* [Alıştırma Bölümleri]
**A)** Atom çağı üzerine yazıya göre, Amerika'nın Japonya'ya attığı iki atom bombası kaç masum insanın ölümüne neden oldu?
**B)** Atom çağı üzerine yazıyı kaldığı yerden sürdürün.

* [Verilen Alıntı]
·····

Sevgili okurlar,
Bugünkü yazımda, şöyle bazı hatırlatmalarda bulunarak, bu hatırlatmalardan dersler çıkarıp,çıkarmadığımızı sorgulamak istiyorum..
Öncelikle, bir devre adını veren “Atom Çağından” söz etmeden olmaz.
Şu günlerde Japonya’nın teslim olması için Amerika’nın “Hiroşimo ve Nagazaki” kentlerine tereddütsüz attığı iki büyük atom bombasının patlatılmasının 75.Yıldönümü..
450 Bin masum insanın ölümüne neden olan, bu iki kentte çağın en büyük katliamın mı dersiniz, soykırımın mı dersiniz, atom bombası ile gerçekleştirildiği bu acı günlerden, bu yana geçen günlerde insanoğlu , acaba dersini almış mıdır?
Sanmam!
Nedeni çok basit değil mi?
Sizin, bizim, onların gözleri önünde, daha dün Lübnan’da gerçekleşen patlamayı ve hayatları solanları, umutları yıkılanları, solan çiçekleri nereye koyacağız?
İhmal mi?
Bir terör saldırısı mı?
Her neyse, orada insanlığın umut çiçekleri solduruldu, insanlık orada büyük bir yara aldı!
Yine kahrolduk!
Aynen Sakarya’nın Hendek İlçesi’ndeki patlamada hayatlarını kaybedenler gibi,  acılarla karşılaştık..
Acılarlarla, yıkımlarla, umutsuzluklarla!..

·····

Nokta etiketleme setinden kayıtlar
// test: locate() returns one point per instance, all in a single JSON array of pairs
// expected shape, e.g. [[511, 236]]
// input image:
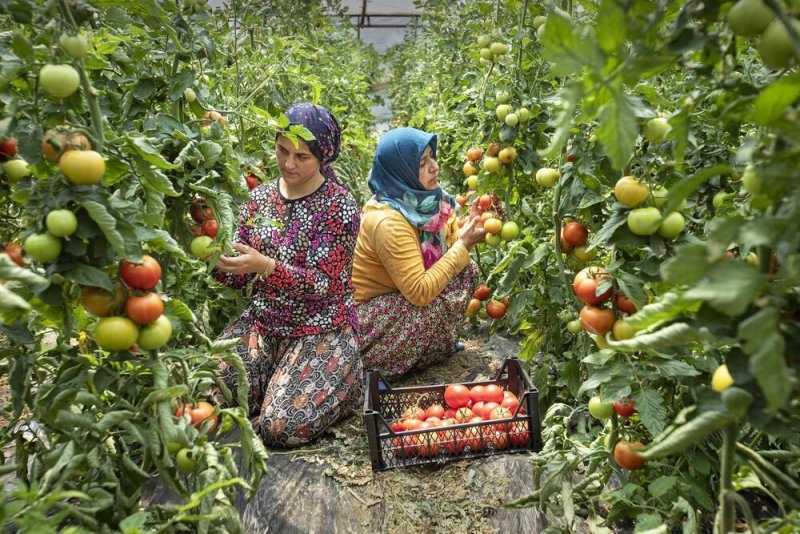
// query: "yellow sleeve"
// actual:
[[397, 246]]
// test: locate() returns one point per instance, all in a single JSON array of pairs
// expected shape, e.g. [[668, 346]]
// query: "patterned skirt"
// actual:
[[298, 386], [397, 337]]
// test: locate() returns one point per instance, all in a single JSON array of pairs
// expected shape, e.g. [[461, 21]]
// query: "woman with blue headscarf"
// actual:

·····

* [Alıştırma Yanıtları]
**A)** 450 bin masum insanın ölümüne neden oldu.

**B)**
Lübnan’da olup bitenleri anlatmak elbette zor..Tarihin en büyük yıkımları içinde olan Lübnan, bir zamanlar Ortadoğu’nun İsviçre’si olarak adlandırıldı..Bir el çıktı, “cami duvarına kirletildi” yaygarası ve nifakı ile Lübnan’ı karıştırmaya yetti..
O ihtişamın, o güzelliklerin, o bin bir gece masalı yaşamın yerini, barut kokusu sardı..Ülkede kurşun, bomba sesleri hiç dinmedi..
Büyük bir kaos’un içine itilen ülke, aynı zamanda komşu İsrail’in sudan mazeretleri ile bilmem kaç kez tacizine ve saldırısına uğradı..
Lübnan, Lübnan olalı böyle bir yıkım görmemişti!..
Bu son patlama ise, ülkenin nasıl da aciz bir durumda olduğunu göstermeye yetti!
Bu durum, hemen “sömürgeci zihniyetin” iştahını kabarttı..Fransa Devlet Başkanı Macron hemen Lübnan’a acil bir taziye ziyaretinde bulundu..
Kendisini karşılayanların dilinde ise,” beceriksiz siyasetçiler” vardı..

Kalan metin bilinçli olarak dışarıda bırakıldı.